◆ TRY IT: Omitting every picture, output the records below exactly, please.

*** PROVIDED ENTRIES ***

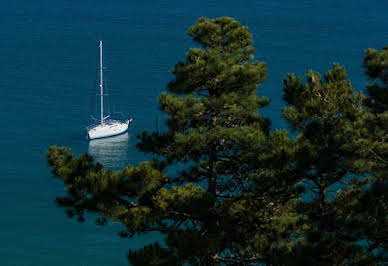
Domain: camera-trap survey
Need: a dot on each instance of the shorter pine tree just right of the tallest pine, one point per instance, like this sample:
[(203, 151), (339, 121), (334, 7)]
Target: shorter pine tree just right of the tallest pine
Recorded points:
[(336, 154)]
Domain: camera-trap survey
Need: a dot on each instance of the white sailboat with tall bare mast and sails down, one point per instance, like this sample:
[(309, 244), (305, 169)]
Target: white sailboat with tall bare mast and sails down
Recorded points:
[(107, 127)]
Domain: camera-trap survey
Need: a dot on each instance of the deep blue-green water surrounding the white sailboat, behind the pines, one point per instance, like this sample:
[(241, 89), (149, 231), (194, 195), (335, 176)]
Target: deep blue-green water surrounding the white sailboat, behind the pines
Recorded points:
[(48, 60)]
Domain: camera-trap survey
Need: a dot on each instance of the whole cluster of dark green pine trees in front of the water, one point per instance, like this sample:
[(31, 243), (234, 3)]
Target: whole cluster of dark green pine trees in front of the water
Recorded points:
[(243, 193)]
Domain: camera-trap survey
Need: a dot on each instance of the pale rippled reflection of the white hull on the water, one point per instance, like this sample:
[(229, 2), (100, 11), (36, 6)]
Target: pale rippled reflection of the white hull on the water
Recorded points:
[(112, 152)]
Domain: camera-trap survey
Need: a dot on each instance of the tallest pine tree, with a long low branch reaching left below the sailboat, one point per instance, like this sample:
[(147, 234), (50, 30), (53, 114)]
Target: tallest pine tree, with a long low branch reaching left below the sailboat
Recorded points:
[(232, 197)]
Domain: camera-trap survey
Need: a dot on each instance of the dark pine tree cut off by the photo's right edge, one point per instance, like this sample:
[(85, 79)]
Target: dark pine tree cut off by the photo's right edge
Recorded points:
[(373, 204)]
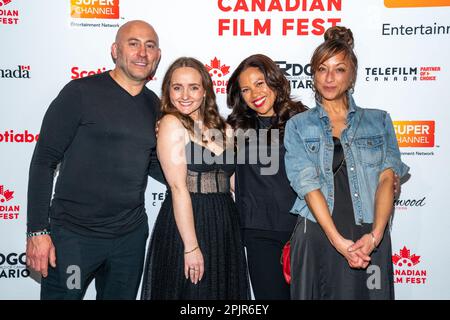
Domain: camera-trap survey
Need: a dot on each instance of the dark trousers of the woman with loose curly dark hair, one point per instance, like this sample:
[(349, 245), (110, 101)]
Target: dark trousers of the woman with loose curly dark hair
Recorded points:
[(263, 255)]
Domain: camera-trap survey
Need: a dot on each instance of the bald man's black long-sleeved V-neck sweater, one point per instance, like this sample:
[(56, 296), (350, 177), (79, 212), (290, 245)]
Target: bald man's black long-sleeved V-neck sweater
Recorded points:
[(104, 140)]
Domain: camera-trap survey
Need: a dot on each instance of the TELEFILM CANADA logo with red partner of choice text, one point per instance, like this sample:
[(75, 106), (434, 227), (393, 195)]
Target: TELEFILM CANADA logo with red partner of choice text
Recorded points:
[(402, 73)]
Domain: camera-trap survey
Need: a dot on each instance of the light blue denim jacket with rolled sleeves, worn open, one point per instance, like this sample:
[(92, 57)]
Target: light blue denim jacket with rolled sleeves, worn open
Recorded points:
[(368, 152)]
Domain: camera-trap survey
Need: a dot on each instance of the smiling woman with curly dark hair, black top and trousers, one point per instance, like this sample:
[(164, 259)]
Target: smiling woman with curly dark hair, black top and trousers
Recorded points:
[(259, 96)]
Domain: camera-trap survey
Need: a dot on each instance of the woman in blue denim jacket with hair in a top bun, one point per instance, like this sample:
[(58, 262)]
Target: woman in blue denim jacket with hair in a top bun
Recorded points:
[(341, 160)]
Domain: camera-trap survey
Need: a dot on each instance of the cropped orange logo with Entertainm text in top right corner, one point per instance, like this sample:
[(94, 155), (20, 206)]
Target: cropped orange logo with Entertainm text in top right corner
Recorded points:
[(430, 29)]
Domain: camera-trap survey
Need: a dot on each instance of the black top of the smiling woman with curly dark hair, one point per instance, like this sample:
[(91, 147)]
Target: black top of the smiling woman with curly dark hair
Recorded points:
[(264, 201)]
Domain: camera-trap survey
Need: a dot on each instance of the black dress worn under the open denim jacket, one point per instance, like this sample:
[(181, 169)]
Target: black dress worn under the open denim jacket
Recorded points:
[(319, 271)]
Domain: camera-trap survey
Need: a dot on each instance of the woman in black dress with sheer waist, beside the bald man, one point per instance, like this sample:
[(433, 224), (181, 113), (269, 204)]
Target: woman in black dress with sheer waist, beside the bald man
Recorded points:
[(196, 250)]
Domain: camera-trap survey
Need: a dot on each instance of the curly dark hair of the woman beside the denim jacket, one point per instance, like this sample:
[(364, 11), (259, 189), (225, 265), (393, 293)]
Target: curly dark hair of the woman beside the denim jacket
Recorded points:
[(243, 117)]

*** End of PROVIDED ENTRIES ***

◆ PROBLEM SOLUTION:
Domain: camera-trap survey
Need: a dot on each instance of the shorter pine tree just right of the tallest pine, one point per instance, like this sample:
[(203, 151), (339, 121), (334, 7)]
Target: shorter pine tree just right of the tallest pine
Recorded points:
[(336, 154)]
Domain: camera-trap survey
Need: a dot on each instance of the white sailboat with tall bare mast and sails down, one point per instance, like this sample:
[(309, 244), (305, 169)]
Target: white sailboat with tall bare mast and sails down
Recorded points:
[(107, 127)]
Domain: camera-trap survey
Need: a dot on each instance of the deep blue-green water surrounding the white sailboat, behind the pines, one point per instance, like this sample:
[(241, 89), (149, 231), (194, 195), (335, 176)]
Target: deep blue-green water surrounding the white sailboat, behind the pines
Recorded points:
[(48, 60)]
Domain: camera-trap survey
Need: a dot on each instance of the whole cluster of dark green pine trees in front of the water, one point per instance, like this sample:
[(31, 243), (234, 3)]
Target: whole cluster of dark green pine trees in front of the water
Recorded points:
[(243, 193)]
Domain: camera-trap survey
Need: a dot on each instance of the pale rippled reflection of the white hull on the water, one point per instance, like this sample:
[(229, 2), (100, 11), (36, 6)]
Target: pale rippled reflection of the white hull on the water
Recorded points:
[(112, 152)]
Domain: camera-trap survey
Need: a dot on each instance of the tallest pine tree, with a long low branch reaching left below the sailboat, one point per instance, like this sample:
[(147, 234), (50, 30), (53, 114)]
Target: tallest pine tree, with a long low branch reaching left below the sailboat
Recorded points:
[(232, 197)]
Domain: camera-trap survey
Need: a dot on each instance of the dark pine tree cut off by the photo's right edge, one point per instance, like this sample:
[(85, 79)]
Target: dark pine tree cut off by the photo's right edge
Recorded points:
[(373, 204)]
Domain: camera-trap survey
Need: a dot on each instance of the dark trousers of the woman with loose curly dark hair, one point per instance, like this sample:
[(349, 245), (110, 101)]
Target: dark trousers of the woman with loose curly dark hair
Recorded points:
[(263, 255)]
Domain: camera-trap survey
Need: a dot on each instance of the bald man's black long-sleeved V-neck sweater, one point per instance, like this sample:
[(56, 296), (350, 177), (79, 212), (290, 245)]
Target: bald man's black long-sleeved V-neck sweater
Recorded points:
[(104, 140)]
Domain: camera-trap survey
Need: a dot on each instance of the TELEFILM CANADA logo with red partner of choice text, one point per instance, like this sample:
[(75, 106), (434, 227), (393, 195)]
Target: TELEFILM CANADA logo with red partner of choice text
Recorded points:
[(402, 73)]
Domain: camera-trap survey
Need: a dot on each instance of the light blue denim jacket with rolled sleeves, worn open, one point per instance, like this sample:
[(92, 57)]
Target: light blue denim jacket with rolled sleeves, worn open
Recorded points:
[(368, 152)]
Domain: camera-trap survey
Need: a dot on each instance of the smiling woman with curly dark hair, black top and trousers, one point per instance, like this sample:
[(164, 259)]
Target: smiling woman with curly dark hair, black top and trousers
Recorded points:
[(259, 96)]
Domain: camera-trap survey
Need: a dot on each instance of the woman in blue denim jacket with hair in a top bun, one point per instance, like this sample:
[(58, 262)]
Target: woman in blue denim jacket with hair in a top bun
Recorded points:
[(341, 160)]
Domain: camera-trap survey
Need: a dot on each instance of the cropped orange logo with Entertainm text in top right corner, one point per instance, like this sample:
[(94, 155), (20, 206)]
Target: cropped orange logo with Entertainm text in top right corner
Recorded points:
[(430, 29)]
Domain: camera-trap survey
Need: a dot on each instance of the black top of the smiling woman with curly dark hair, one point per instance, like this sample:
[(91, 147)]
Target: black top of the smiling woman with curly dark hair
Recorded points:
[(264, 201)]
Domain: camera-trap survey
Need: a dot on each instance of the black dress worn under the open denim jacket, one point per instance, like this sample:
[(181, 169)]
Target: black dress worn under the open denim jacket
Recorded points:
[(319, 271)]
Domain: camera-trap survey
Need: a dot on each instance of the woman in black dress with sheer waist, beside the bald man, one point per instance, like this sample:
[(433, 224), (181, 113), (269, 204)]
Target: woman in black dress with sheer waist, beside the bald man
Recorded points:
[(196, 250)]
Domain: camera-trap survey
Need: a dot on each instance of the curly dark hair of the woman beside the denim jacket, one point per instance, like this sample:
[(364, 11), (259, 189), (225, 265), (393, 293)]
Target: curly dark hair of the woman beside the denim jacket
Recorded points:
[(243, 117)]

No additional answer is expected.